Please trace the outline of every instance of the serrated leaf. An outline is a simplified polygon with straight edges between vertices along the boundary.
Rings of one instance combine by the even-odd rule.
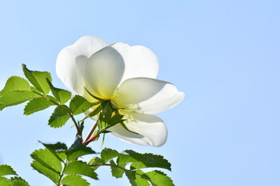
[[[33,99],[25,106],[24,114],[30,115],[34,112],[46,109],[52,105],[55,105],[55,104],[46,100],[45,98],[38,98]]]
[[[13,91],[30,91],[29,83],[24,78],[12,76],[8,79],[1,94],[6,94]]]
[[[36,150],[30,156],[43,166],[55,172],[60,173],[62,170],[59,160],[48,149]]]
[[[52,80],[50,73],[48,72],[39,72],[29,70],[24,64],[22,64],[22,70],[25,77],[39,91],[45,94],[50,92],[50,88],[47,82],[47,79]]]
[[[33,169],[36,170],[38,173],[41,173],[41,174],[43,174],[49,178],[55,183],[58,183],[58,180],[59,180],[59,174],[58,173],[46,167],[45,166],[43,166],[41,163],[35,160],[32,162],[31,166],[32,166]]]
[[[80,174],[98,180],[97,174],[94,169],[86,162],[81,161],[73,161],[69,163],[65,167],[64,173]]]
[[[55,96],[61,104],[64,104],[70,100],[71,95],[71,92],[66,90],[55,88],[48,79],[47,79],[47,82],[50,86],[53,96]]]
[[[85,146],[85,145],[80,145],[76,148],[70,148],[66,151],[69,161],[71,161],[82,155],[94,153],[96,153],[92,150],[91,148]]]
[[[0,177],[0,185],[13,186],[12,182],[4,177]]]
[[[5,107],[16,105],[41,95],[32,92],[13,91],[0,96],[0,110]]]
[[[112,165],[111,166],[111,171],[112,173],[112,176],[117,178],[122,178],[123,173],[125,172],[125,170],[123,169],[118,167],[117,164],[115,163],[113,160],[111,160],[110,164]]]
[[[153,186],[174,186],[172,180],[164,173],[160,171],[153,171],[145,173]]]
[[[140,154],[131,150],[125,150],[118,159],[118,163],[132,162],[135,169],[158,167],[171,171],[171,164],[161,155],[151,153]]]
[[[150,183],[148,180],[144,178],[142,176],[144,174],[144,173],[141,170],[137,170],[136,171],[125,171],[125,175],[127,176],[132,185],[149,186]]]
[[[65,151],[67,150],[67,146],[64,144],[57,142],[55,144],[51,144],[39,142],[48,149],[60,162],[64,162],[66,160],[66,155]]]
[[[64,107],[65,109],[68,109],[66,105],[62,105],[62,107]],[[48,125],[50,127],[58,128],[65,125],[67,121],[70,118],[70,116],[68,115],[68,113],[65,109],[60,107],[57,107],[55,108],[48,120]]]
[[[104,162],[103,162],[103,160],[99,157],[93,157],[92,160],[90,160],[90,161],[88,162],[88,164],[92,166],[92,168],[94,170],[97,169],[98,167],[99,167],[100,166],[97,166],[97,164],[104,164]]]
[[[119,154],[119,153],[118,153],[117,150],[113,150],[111,148],[105,148],[101,152],[100,156],[104,162],[107,162],[112,158],[118,157],[119,155],[120,154]]]
[[[12,177],[10,180],[13,186],[30,186],[26,180],[20,177]]]
[[[88,114],[85,117],[85,119],[90,118],[90,117],[93,117],[95,115],[97,115],[97,114],[99,114],[101,111],[101,106],[98,106],[97,107],[96,107],[95,109],[94,109],[92,111],[90,112],[90,114]]]
[[[135,182],[137,185],[149,186],[150,183],[148,180],[145,179],[144,176],[143,176],[144,174],[144,172],[140,169],[135,171]]]
[[[74,115],[84,113],[92,107],[90,102],[80,95],[76,95],[70,102],[70,110]]]
[[[61,183],[69,186],[90,185],[90,183],[84,178],[82,178],[82,176],[80,175],[66,175],[63,177]]]
[[[7,164],[0,165],[0,176],[5,175],[18,175],[13,168]]]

==============================

■ **EN QUÉ CONSISTE**
¿Puedes transcribir sin ningún cambio todas las líneas de arriba, pero dejando fuera la imagen?

■ **RESPUESTA A LA TAREA**
Please trace the outline of every instance of the serrated leaf. An outline is a simplified polygon with straight edges between vertices along the boundary.
Rings of one instance combine by the even-odd rule.
[[[33,99],[25,106],[24,114],[30,115],[34,112],[46,109],[52,105],[55,105],[55,104],[46,100],[45,98],[38,98]]]
[[[13,91],[30,91],[29,83],[24,78],[12,76],[8,79],[1,94],[6,94]]]
[[[36,150],[30,156],[43,166],[55,172],[60,173],[62,170],[59,160],[48,149]]]
[[[52,80],[50,73],[48,72],[39,72],[29,70],[24,64],[22,64],[22,70],[25,77],[39,91],[45,94],[50,92],[50,88],[47,82],[47,79]]]
[[[33,169],[36,170],[38,173],[41,173],[41,174],[43,174],[49,178],[55,183],[58,183],[58,180],[59,180],[59,174],[58,173],[46,167],[45,166],[43,166],[41,163],[35,160],[32,162],[31,166],[32,166]]]
[[[80,174],[98,180],[97,174],[94,169],[86,162],[81,161],[73,161],[69,163],[65,167],[64,173]]]
[[[55,96],[61,104],[64,104],[70,100],[71,95],[71,92],[66,90],[55,88],[48,79],[47,79],[47,82],[50,86],[53,96]]]
[[[85,146],[85,145],[80,145],[76,148],[70,148],[66,151],[69,161],[71,161],[82,155],[94,153],[96,153],[92,150],[91,148]]]
[[[0,177],[0,185],[13,186],[12,182],[4,177]]]
[[[5,107],[16,105],[41,95],[32,92],[13,91],[0,96],[0,110]]]
[[[112,165],[111,166],[111,171],[112,173],[112,176],[117,178],[122,178],[123,173],[125,172],[125,170],[123,169],[118,167],[117,164],[115,163],[113,160],[111,160],[110,164]]]
[[[153,186],[174,186],[172,180],[164,173],[160,171],[153,171],[145,173]]]
[[[140,154],[131,150],[125,150],[118,159],[118,163],[132,162],[135,169],[158,167],[171,171],[171,164],[161,155],[151,153]]]
[[[150,183],[148,180],[144,178],[142,176],[144,174],[144,173],[141,170],[137,170],[136,171],[125,171],[125,175],[127,176],[132,185],[149,186]]]
[[[65,151],[67,150],[67,146],[64,144],[57,142],[55,144],[51,144],[39,142],[48,149],[60,162],[64,162],[66,160],[66,155]]]
[[[64,107],[65,109],[68,109],[66,105],[62,105],[62,107]],[[48,125],[50,127],[58,128],[65,125],[67,121],[70,118],[70,116],[68,115],[68,113],[65,109],[60,107],[57,107],[55,108],[48,120]]]
[[[104,162],[103,162],[103,160],[99,157],[93,157],[92,160],[90,160],[90,161],[88,162],[88,164],[92,166],[92,168],[94,170],[97,169],[98,167],[99,167],[100,166],[97,166],[97,164],[104,164]]]
[[[119,154],[119,153],[118,153],[117,150],[113,150],[111,148],[105,148],[101,152],[100,156],[104,162],[107,162],[112,158],[118,157],[119,155],[120,154]]]
[[[12,177],[10,180],[13,186],[30,186],[26,180],[20,177]]]
[[[88,114],[85,117],[85,119],[90,118],[90,117],[93,117],[95,115],[97,115],[97,114],[99,114],[101,111],[101,106],[98,106],[97,107],[96,107],[95,109],[94,109],[92,111],[90,112],[90,114]]]
[[[135,182],[137,185],[149,186],[150,183],[148,180],[145,179],[144,176],[143,176],[144,174],[144,172],[140,169],[135,171]]]
[[[74,115],[84,113],[92,107],[90,102],[80,95],[76,95],[70,102],[70,110]]]
[[[61,183],[69,186],[90,185],[90,183],[84,178],[82,178],[82,176],[80,175],[66,175],[63,177]]]
[[[7,164],[0,165],[0,176],[5,175],[18,175],[13,168]]]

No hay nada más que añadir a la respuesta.